*PROBLEM 1*. In the opinion piece on Bloomberg and the Democratic race, how old does it say Bloomberg is?
*PROBLEM 2*. Carry on the opinion piece about Bloomberg and the Democratic race from where it stops.

*EXCERPTED PASSAGE*.

BEGIN

At some point, he will collapse but there probably will not be enough time for a newcomer to get into the race and amass the delegates needed to stop Warren.
Which is why Bloomberg should take the plunge now. Later will be too late.
Besides, he’s 77 years old and, his megabillions notwithstanding, he’s not getting any younger. If not now, when?
This is not an endorsement, certainly not for the general election. Trump’s economic policies are boosting incomes and opportunities for tens of millions of people and his America First agenda is a road map for national renewal. Assuming the president stops shooting himself in the foot, he will be a formidable opponent.
But America needs two viable parties competing for many of the same voters to make our system of checks and balances a governing reality. These days, the Democratic Party is veering too far left under the leadership of arrogant coastal elites who are hostile to free speech, religion and the everyday concerns of working and middle-class citizens.
The sophomoric idiocy of Rep. Alexandria Ocasio-Cortez and her anti-Semitic pals would be laughable if they weren’t serious power players driving much of the party’s agenda. Their support for impeachment helped push Speaker Nancy Pelosi down that destructive road.
Warren is smarter but not ideologically different. Her claim to be a capitalist is as phony as her claim to have American Indian heritage.
Hiding behind a fig leaf of seeking fairness, she is fixated on taking away private health insurance and imposing massive tax hikes on individual and corporate wealth. As one of her opponents correctly charges, Warren wants to use government power to penalize and punish Americans rather than help lift them up.
Her job-killing policies must be challenged by a credible candidate from within the party and Bloomberg is uniquely qualified for that role.

END

*SOURCE DATA*.
BEGIN

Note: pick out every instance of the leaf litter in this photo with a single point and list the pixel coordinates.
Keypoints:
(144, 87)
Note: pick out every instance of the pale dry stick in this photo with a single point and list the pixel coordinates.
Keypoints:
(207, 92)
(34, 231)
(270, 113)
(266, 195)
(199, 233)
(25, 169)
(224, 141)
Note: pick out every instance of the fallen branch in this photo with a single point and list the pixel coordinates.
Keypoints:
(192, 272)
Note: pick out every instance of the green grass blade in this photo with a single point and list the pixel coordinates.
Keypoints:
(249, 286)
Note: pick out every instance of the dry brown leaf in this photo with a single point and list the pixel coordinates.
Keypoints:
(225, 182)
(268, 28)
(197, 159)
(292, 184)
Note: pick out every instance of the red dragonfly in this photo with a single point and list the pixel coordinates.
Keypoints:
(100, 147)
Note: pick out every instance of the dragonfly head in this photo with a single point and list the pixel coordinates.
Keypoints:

END

*EXPECTED ANSWER 1*. 77 years old.

*EXPECTED ANSWER 2*.
His three-term mayoralty was a huge success as he guided New York out of the dark aftermath of 9/11 into a new Golden Age of safety and prosperity. He is one of the great business minds of our era and his philanthropy is a model for generosity, even as much of it is directed at such political issues as gun control, abortion rights and fossil fuels.
Alas, like most wealthy people who preach the evils of climate change, Bloomy’s personal carbon footprint is gigantic, with mansions galore and a private fleet of aircraft.
While Bloomberg tells friends he doesn’t believe there is any place for him in the campaign, he would shake up the race and give voters a sensible alternative. He’s got a team eager to go and money would be no object, allowing him to make the case that he knows how to run a government and will do for the nation what he did for New York.
As he put it in a Washington Post op-ed last week: “The presidential aspirants are not short on big ideas. But voters must demand they explain how they intend to move from proposing plans to actually implementing them, including passing them through Congress. Those who dodge the question by speaking of revolution and the bully pulpit aren’t up to the job.”
That sounds like a campaign speech. But it’s either now or never.
RUSSIA again, Hill?
Hillary Clinton sounds like the late Sen. Joe McCarthy. His habit of seeing communists behind every tree is echoed by Clinton’s habit of accusing her opponents of working for Russia.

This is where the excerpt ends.